Update the records below by replacing "blue jeans" with "denim jacket" wherever it occurs, and leave everything else unchanged.

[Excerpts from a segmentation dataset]
* * * * * * *

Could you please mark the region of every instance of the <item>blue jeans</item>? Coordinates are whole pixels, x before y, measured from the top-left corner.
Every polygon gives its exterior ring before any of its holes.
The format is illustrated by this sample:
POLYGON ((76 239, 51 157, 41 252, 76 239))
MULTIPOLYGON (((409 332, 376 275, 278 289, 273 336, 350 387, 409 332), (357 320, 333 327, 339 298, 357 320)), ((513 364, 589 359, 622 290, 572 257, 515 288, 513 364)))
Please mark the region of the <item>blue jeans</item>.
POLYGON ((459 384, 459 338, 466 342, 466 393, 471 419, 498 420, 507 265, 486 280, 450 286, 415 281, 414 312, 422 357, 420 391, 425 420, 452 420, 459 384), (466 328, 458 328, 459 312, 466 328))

* * * * * * *

- PROBLEM SOLUTION -
Could you please mark the region of every instance of the <item>denim jacket</item>? Coordinates are whole pixels, x before y, measured from the top-left corner.
Every polygon gives its exterior ring before any of its holes.
The format is illustrated by this sample:
POLYGON ((76 239, 51 157, 41 252, 76 239))
MULTIPOLYGON (((409 332, 376 275, 278 289, 273 336, 350 387, 409 332), (357 320, 333 327, 339 298, 357 320)), ((513 364, 589 359, 622 290, 572 257, 515 288, 513 364)))
Please mark the region of the <item>denim jacket</item>.
POLYGON ((459 384, 459 338, 466 342, 466 393, 471 419, 498 420, 507 265, 486 280, 450 286, 415 281, 414 312, 422 357, 420 391, 425 420, 452 420, 459 384), (466 328, 458 328, 459 312, 466 328))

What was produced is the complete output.